WORK REQUIRED:
Show every line in the rows below that contains the word "table", copied unchanged.

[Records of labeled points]
--------------------
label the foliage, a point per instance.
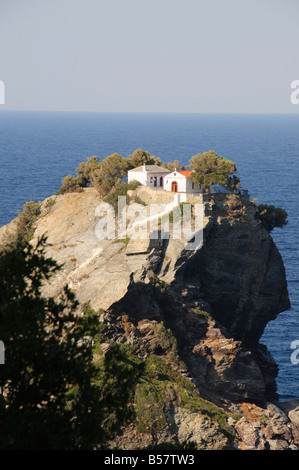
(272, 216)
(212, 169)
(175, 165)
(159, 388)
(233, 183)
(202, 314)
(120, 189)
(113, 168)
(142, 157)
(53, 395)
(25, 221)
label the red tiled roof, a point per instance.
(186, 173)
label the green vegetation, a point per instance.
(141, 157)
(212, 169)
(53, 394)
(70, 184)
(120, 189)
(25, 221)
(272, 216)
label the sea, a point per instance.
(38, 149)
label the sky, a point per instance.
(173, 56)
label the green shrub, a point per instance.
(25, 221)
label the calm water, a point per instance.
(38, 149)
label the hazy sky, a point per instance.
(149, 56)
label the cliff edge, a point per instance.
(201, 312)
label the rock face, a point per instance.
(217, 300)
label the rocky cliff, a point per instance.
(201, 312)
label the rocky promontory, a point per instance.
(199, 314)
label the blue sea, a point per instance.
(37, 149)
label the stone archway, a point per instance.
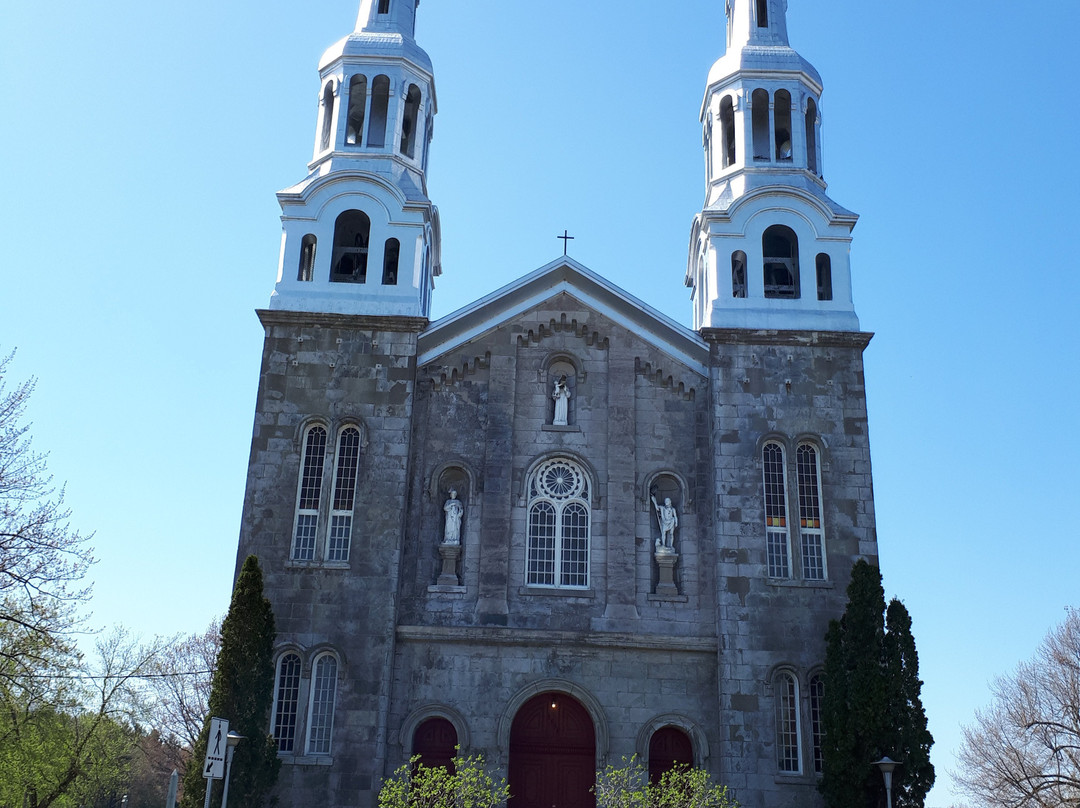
--------------------
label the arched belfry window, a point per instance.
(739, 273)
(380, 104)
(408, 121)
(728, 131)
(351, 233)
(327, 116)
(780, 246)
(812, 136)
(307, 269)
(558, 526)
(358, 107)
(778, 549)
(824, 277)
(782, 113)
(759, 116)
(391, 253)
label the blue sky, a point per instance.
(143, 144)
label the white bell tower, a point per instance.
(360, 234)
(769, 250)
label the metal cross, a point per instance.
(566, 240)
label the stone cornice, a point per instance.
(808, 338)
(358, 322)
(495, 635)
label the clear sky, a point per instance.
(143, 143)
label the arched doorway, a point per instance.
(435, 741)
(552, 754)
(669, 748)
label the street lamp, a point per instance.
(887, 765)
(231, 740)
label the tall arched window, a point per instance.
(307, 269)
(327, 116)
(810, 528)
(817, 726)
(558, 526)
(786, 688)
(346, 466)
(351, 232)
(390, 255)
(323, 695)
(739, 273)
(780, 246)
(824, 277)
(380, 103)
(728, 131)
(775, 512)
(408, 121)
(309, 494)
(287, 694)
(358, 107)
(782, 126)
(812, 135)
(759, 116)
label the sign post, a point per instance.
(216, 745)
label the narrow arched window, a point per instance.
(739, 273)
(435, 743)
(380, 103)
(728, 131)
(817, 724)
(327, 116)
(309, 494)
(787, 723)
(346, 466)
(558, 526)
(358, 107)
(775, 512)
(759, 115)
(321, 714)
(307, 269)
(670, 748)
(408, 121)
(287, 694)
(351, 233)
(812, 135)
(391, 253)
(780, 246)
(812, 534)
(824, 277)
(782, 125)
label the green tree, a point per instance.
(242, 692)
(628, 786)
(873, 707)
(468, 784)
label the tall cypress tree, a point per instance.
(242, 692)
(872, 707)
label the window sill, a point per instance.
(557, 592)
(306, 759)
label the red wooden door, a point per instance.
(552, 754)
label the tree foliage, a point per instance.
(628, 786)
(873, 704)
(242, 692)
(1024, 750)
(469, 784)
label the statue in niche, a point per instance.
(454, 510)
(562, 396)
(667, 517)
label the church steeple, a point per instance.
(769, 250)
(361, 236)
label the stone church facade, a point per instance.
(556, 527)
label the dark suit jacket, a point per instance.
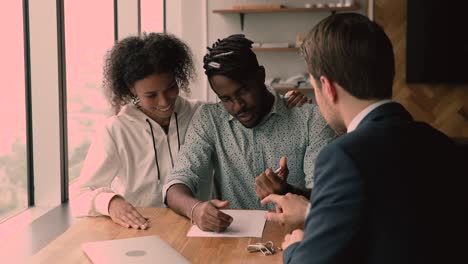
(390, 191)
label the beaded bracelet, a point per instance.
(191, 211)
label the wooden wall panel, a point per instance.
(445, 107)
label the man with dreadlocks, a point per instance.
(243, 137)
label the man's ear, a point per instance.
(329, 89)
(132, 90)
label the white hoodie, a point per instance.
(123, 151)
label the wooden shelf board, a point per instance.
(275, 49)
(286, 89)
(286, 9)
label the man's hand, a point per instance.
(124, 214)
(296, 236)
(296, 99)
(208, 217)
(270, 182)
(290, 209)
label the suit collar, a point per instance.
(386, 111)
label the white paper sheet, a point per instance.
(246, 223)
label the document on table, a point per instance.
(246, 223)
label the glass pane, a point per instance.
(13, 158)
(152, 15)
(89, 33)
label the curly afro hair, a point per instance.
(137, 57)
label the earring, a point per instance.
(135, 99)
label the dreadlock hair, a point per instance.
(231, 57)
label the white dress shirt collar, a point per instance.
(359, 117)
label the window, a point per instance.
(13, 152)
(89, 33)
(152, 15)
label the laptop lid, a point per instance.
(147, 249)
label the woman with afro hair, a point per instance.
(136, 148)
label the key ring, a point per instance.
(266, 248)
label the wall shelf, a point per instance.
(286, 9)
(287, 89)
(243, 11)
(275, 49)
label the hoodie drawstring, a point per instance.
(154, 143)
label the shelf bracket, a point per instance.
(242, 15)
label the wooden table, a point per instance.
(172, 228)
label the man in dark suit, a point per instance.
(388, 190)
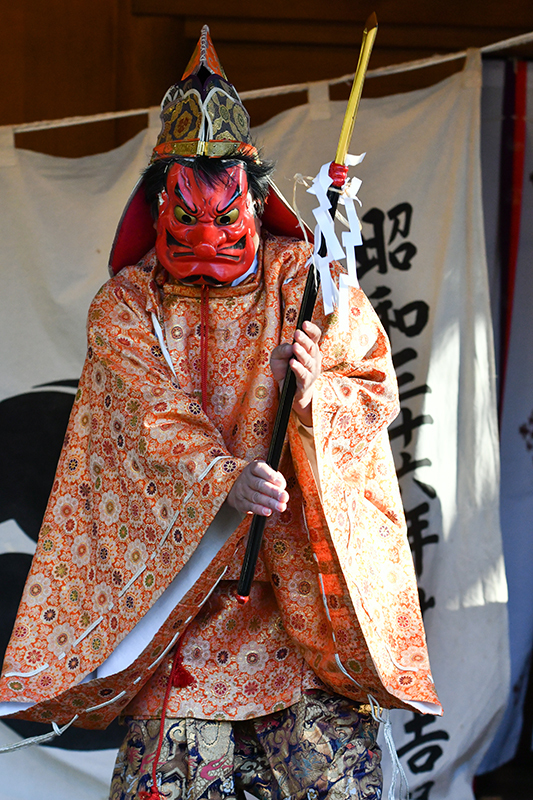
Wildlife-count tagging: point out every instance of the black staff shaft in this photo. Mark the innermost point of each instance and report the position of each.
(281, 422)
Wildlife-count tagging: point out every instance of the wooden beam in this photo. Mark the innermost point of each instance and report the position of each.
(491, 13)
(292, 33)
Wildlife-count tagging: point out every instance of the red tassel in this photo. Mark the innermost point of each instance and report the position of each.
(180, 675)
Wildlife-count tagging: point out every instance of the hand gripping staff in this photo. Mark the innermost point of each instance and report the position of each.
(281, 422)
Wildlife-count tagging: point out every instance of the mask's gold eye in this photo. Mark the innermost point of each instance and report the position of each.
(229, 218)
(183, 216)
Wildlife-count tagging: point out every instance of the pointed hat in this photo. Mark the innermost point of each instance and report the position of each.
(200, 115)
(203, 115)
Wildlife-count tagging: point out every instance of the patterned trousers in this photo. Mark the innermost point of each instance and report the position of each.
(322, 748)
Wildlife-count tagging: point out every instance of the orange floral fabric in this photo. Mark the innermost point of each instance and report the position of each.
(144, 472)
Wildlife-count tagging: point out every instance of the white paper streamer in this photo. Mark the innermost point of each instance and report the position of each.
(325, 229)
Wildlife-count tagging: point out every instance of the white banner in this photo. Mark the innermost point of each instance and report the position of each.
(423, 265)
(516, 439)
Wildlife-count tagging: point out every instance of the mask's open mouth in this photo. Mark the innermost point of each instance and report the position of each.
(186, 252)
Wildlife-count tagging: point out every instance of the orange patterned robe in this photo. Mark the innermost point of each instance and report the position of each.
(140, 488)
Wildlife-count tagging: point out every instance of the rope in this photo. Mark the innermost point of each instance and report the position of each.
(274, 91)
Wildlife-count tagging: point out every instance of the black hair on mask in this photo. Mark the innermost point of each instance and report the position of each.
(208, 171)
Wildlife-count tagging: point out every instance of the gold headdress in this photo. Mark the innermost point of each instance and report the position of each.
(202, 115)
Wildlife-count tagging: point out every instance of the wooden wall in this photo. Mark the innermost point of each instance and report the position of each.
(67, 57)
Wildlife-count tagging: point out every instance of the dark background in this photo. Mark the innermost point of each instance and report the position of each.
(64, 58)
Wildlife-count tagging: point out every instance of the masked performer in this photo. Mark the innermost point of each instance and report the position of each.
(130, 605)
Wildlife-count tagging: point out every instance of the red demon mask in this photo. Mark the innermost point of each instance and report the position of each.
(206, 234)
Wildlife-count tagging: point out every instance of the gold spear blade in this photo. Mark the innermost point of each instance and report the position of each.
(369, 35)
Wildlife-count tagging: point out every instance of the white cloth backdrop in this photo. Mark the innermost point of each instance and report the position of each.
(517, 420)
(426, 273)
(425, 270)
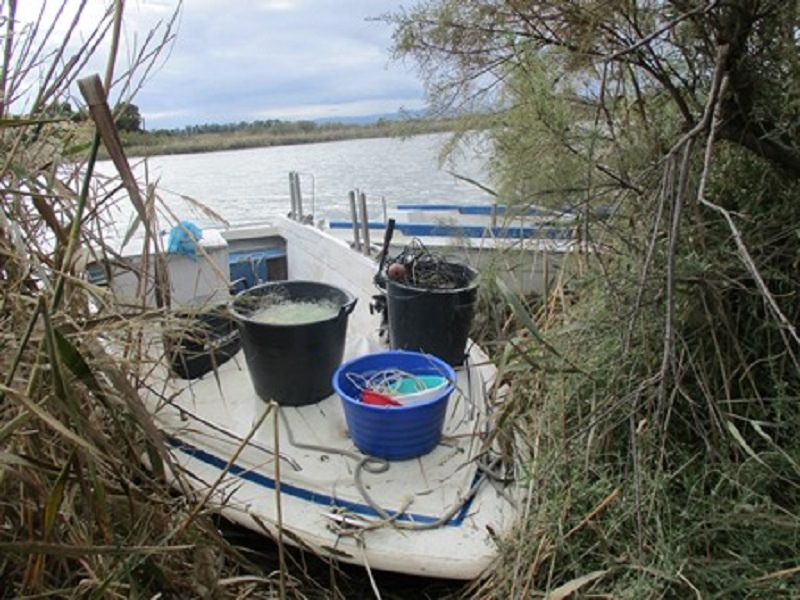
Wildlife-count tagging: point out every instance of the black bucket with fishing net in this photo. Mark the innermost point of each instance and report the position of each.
--------------------
THE SOLUTION:
label the document on table, a point per instance.
label the wooden table, a point per instance.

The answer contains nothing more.